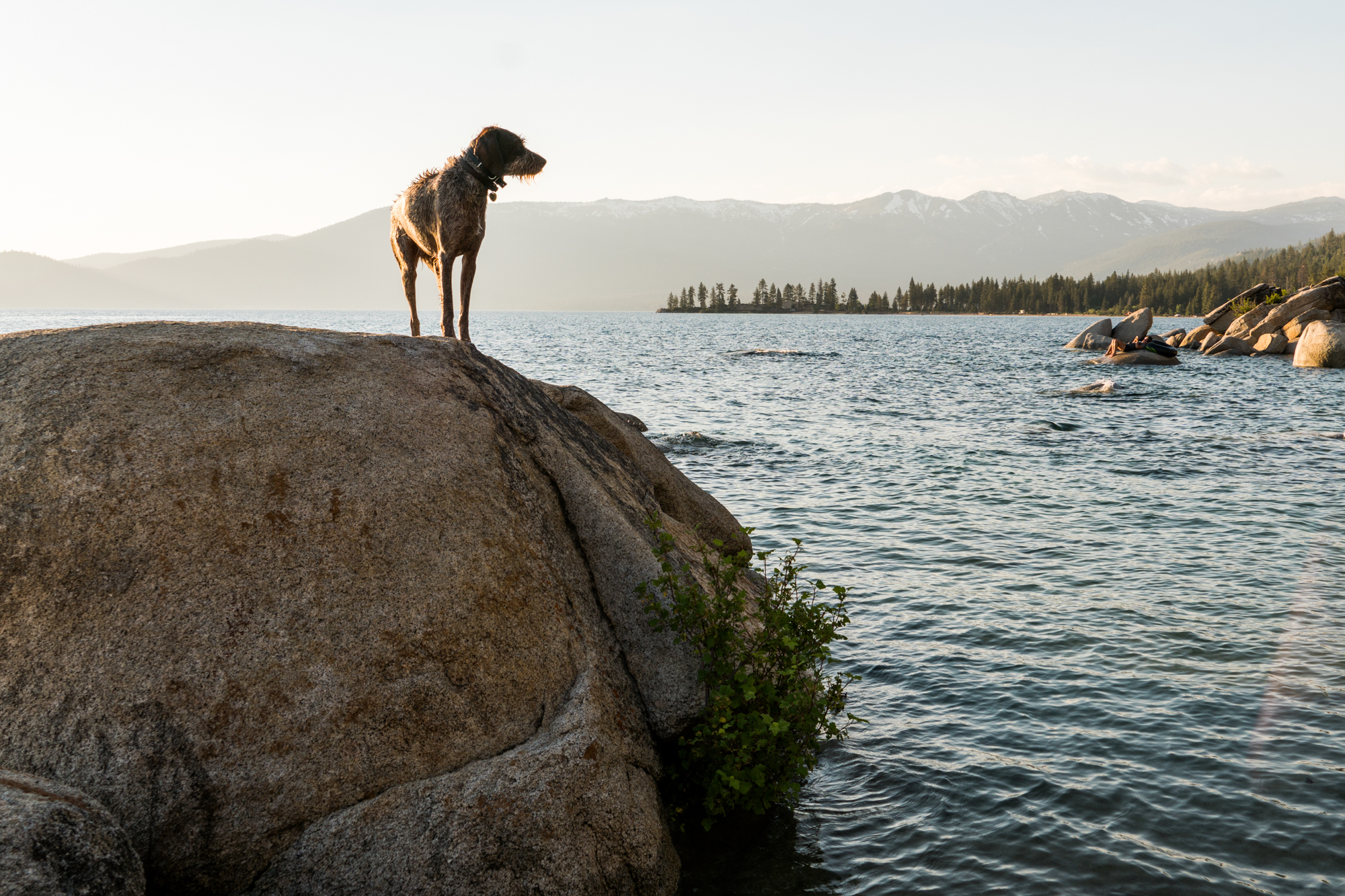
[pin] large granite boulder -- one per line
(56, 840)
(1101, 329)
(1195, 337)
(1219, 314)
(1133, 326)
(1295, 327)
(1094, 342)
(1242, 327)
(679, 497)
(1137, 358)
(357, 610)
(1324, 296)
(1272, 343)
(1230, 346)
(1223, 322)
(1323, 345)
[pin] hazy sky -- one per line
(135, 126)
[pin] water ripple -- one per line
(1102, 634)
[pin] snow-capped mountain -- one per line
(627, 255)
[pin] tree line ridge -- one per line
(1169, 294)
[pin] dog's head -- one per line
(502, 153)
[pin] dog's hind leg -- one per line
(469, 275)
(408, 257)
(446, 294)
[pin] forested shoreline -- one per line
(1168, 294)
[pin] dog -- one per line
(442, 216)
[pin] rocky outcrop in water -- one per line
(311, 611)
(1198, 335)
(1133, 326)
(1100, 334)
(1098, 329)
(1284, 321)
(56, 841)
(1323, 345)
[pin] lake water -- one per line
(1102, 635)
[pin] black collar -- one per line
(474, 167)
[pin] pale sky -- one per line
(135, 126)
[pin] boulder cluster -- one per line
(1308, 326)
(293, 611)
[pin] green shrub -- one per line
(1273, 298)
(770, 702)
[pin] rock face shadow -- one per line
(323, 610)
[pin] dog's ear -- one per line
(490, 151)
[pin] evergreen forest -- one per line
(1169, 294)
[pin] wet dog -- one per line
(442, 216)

---

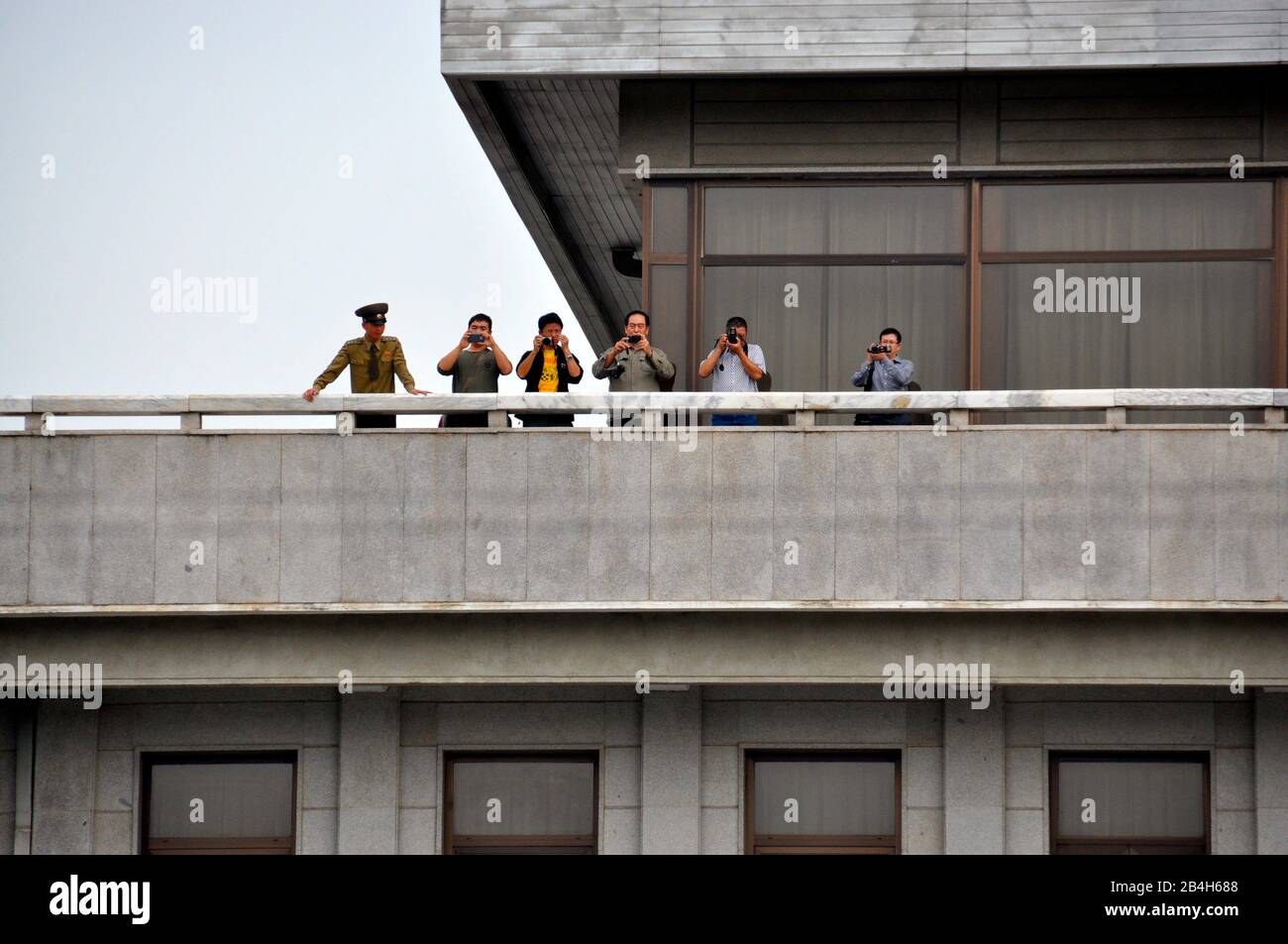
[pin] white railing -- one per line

* _SHORT PROBLEM_: How many lines in the data above contain the string "water", with matching case? Count them and give only the number.

* _COMPLETED EXERCISE_: 3